- INSTRUCTION A -
Reproduce the abstract on Cu3SnS4 thin films in full, with no changes.
--- START OF PASSAGE SHOWN ---
Effect of Annealing Process on Structural and Optical Properties of Cu3SnS4 Thin Films Obtained by SILAR Technique

Abstract

Cu3SnS4 thin films were deposited on glass substrates using successive ionic layer adsorption and reaction (SILAR) method at room temperature and annealed at different temperatures in the nitrogene atmosphere to investigate the effects of the post-deposition annealing process on the structural and optical properties of the films. Structural, surface morphological, and optical properties of films were analysed using X-ray diffraction (XRD), scanning electron microscopy (SEM), energy dispersive X-ray analysis (EDAX), Raman spectroscopy, and optical absorption measurements. XRD results revealed that the films consisted of a tetragonal Cu3SnS4 phase before annealing, and increasing annealing temperature caused the improvement of crystal structure and the formation of Cu4SnS4, Cu2S and CuS secondary phases. SEM images showed that the films were composed of nanometer-sized randomly shaped particles. EDAX measurements revealed the existence of Cu, Sn and S elements and also showed that the amounts of Sn and S elements decreased with increasing annealing temperature. Raman spectra confirmed the formation of the Cu3SnS4 phase and secondary phases of Cu4SnS4, Cu2S and CuS at high annealing temperatures. From optical absorption measurements, it was determined that the films had direct transitions and the band gap energies decreased from 1.62 eV to 1.47 eV with increasing annealing temperature.
--- END OF PASSAGE SHOWN ---
--- START OF INPUT MATERIAL ---
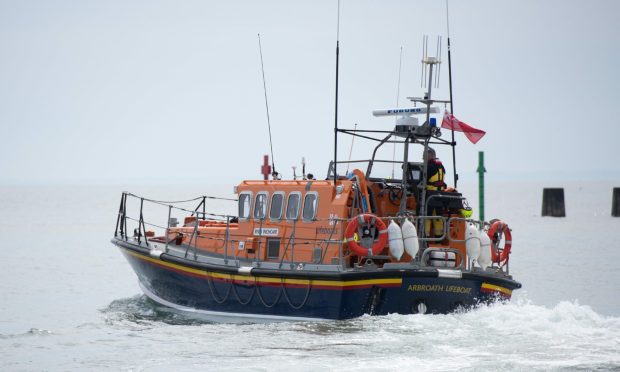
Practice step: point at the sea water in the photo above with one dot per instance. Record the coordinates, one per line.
(69, 301)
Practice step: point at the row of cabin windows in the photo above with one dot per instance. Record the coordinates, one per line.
(293, 206)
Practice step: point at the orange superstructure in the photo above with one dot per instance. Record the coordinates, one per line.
(301, 221)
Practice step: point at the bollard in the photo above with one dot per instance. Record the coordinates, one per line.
(553, 202)
(615, 202)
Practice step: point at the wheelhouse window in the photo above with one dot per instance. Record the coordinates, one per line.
(277, 206)
(260, 206)
(310, 206)
(293, 205)
(245, 202)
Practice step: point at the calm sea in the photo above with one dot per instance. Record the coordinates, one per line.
(69, 301)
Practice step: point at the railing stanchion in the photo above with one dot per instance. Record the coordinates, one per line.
(227, 238)
(168, 227)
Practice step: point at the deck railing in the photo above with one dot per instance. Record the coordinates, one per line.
(173, 209)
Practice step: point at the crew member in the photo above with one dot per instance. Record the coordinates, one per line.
(435, 172)
(435, 182)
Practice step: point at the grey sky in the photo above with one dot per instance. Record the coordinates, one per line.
(155, 91)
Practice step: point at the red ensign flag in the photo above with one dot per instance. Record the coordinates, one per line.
(472, 134)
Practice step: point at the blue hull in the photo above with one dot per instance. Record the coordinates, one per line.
(280, 296)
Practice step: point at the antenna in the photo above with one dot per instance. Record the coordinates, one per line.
(439, 58)
(424, 54)
(400, 65)
(274, 174)
(351, 149)
(456, 176)
(336, 105)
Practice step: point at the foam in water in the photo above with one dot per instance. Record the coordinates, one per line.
(511, 336)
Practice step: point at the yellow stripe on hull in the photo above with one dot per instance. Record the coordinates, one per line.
(495, 288)
(267, 280)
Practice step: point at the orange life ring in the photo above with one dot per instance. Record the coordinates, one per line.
(365, 221)
(499, 228)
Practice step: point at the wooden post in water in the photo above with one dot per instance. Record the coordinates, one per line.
(615, 202)
(553, 202)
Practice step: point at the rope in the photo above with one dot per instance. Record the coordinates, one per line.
(212, 289)
(234, 288)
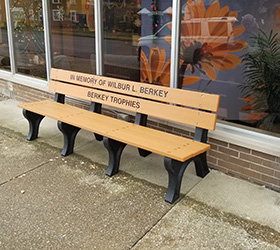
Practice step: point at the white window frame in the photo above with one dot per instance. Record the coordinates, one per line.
(56, 1)
(256, 140)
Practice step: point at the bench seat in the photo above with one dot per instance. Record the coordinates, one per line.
(169, 145)
(143, 100)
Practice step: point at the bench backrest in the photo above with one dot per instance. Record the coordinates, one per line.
(189, 107)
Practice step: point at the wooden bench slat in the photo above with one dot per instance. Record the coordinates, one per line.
(183, 115)
(165, 144)
(192, 99)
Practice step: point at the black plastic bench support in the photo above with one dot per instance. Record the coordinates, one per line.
(115, 149)
(141, 119)
(34, 123)
(96, 108)
(200, 161)
(175, 171)
(69, 134)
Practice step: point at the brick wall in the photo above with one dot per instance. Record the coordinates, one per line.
(234, 160)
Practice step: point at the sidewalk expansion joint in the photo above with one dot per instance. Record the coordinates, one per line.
(24, 173)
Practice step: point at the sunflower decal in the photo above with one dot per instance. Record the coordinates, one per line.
(208, 39)
(157, 70)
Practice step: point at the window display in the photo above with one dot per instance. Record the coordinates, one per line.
(28, 33)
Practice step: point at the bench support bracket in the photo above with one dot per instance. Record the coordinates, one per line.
(96, 108)
(69, 133)
(115, 149)
(201, 165)
(141, 119)
(175, 171)
(34, 123)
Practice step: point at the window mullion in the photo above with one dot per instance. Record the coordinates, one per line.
(10, 37)
(47, 35)
(98, 13)
(175, 43)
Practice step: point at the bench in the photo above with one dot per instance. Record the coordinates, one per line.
(168, 104)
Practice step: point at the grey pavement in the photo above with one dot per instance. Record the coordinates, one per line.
(54, 202)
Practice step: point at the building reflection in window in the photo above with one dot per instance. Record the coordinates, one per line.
(134, 40)
(28, 32)
(73, 35)
(4, 47)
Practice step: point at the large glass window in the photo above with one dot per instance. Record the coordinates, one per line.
(135, 41)
(4, 47)
(28, 33)
(231, 48)
(73, 35)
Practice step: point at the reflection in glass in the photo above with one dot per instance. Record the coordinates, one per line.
(73, 35)
(4, 47)
(28, 32)
(134, 40)
(216, 36)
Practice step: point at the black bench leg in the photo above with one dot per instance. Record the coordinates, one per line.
(34, 123)
(201, 165)
(175, 171)
(69, 133)
(115, 149)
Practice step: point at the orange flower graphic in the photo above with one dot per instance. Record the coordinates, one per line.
(156, 70)
(208, 38)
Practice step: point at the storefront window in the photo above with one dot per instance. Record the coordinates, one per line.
(73, 35)
(28, 32)
(135, 41)
(4, 47)
(221, 54)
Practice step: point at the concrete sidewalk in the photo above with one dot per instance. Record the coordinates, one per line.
(53, 202)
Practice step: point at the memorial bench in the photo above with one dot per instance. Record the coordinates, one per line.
(182, 106)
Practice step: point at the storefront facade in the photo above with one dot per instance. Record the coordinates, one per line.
(203, 45)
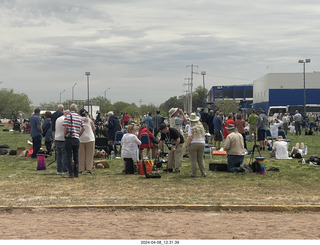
--- END OF INPUT MATERIAL ---
- INSTRUCTION B -
Write out the records, beginning at the line that contains "Practice step: point at the building" and continuing through the last line of the records. Leave out the pictures.

- SOLUTION A -
Effect of Annealing Process on Structural and Optical Properties of Cu3SnS4 Thin Films Obtained by SILAR Technique

Abstract

Cu3SnS4 thin films were deposited on glass substrates using successive ionic layer adsorption and reaction (SILAR) method at room temperature and annealed at different temperatures in the nitrogene atmosphere to investigate the effects of the post-deposition annealing process on the structural and optical properties of the films. Structural, surface morphological, and optical properties of films were analysed using X-ray diffraction (XRD), scanning electron microscopy (SEM), energy dispersive X-ray analysis (EDAX), Raman spectroscopy, and optical absorption measurements. XRD results revealed that the films consisted of a tetragonal Cu3SnS4 phase before annealing, and increasing annealing temperature caused the improvement of crystal structure and the formation of Cu4SnS4, Cu2S and CuS secondary phases. SEM images showed that the films were composed of nanometer-sized randomly shaped particles. EDAX measurements revealed the existence of Cu, Sn and S elements and also showed that the amounts of Sn and S elements decreased with increasing annealing temperature. Raman spectra confirmed the formation of the Cu3SnS4 phase and secondary phases of Cu4SnS4, Cu2S and CuS at high annealing temperatures. From optical absorption measurements, it was determined that the films had direct transitions and the band gap energies decreased from 1.62 eV to 1.47 eV with increasing annealing temperature.

- SOLUTION B -
Practice step: point at the building reflection in window in the photo above with one dot per instance. Record the coordinates, one per line.
(134, 40)
(28, 32)
(73, 35)
(4, 47)
Practice step: point at the large glass window in the photo above with one dot per instance. Record the coordinates, one per line.
(135, 41)
(4, 47)
(28, 33)
(231, 48)
(73, 35)
Practice step: point at the reflection in glass in the photo above with one dot per instance. Record the coordinates, one per line.
(73, 35)
(4, 47)
(28, 32)
(134, 40)
(216, 36)
Practice step: point at the black bench leg in the photo above with one dot per instance. Record the coordinates, one per line.
(34, 123)
(201, 165)
(175, 171)
(69, 133)
(115, 149)
Practice step: point at the orange flower graphic in the photo above with one dot per instance. Record the coordinates, one per line.
(156, 70)
(208, 38)
Practice step: point at the storefront window in the photo above with one dot per instance. Record the coordinates, one per line.
(73, 35)
(28, 32)
(135, 41)
(4, 47)
(221, 54)
Practice step: point at the concrete sidewalk in the photo above with one dot per instance. Record the coordinates, one per line.
(53, 202)
Practice step: point at the memorial bench in the photo above with one dot per instance. Record the coordinates, one per line.
(182, 106)
Practice step: point at the storefront facade in the photo above with one dot per instance. Record the coordinates, one per line.
(203, 45)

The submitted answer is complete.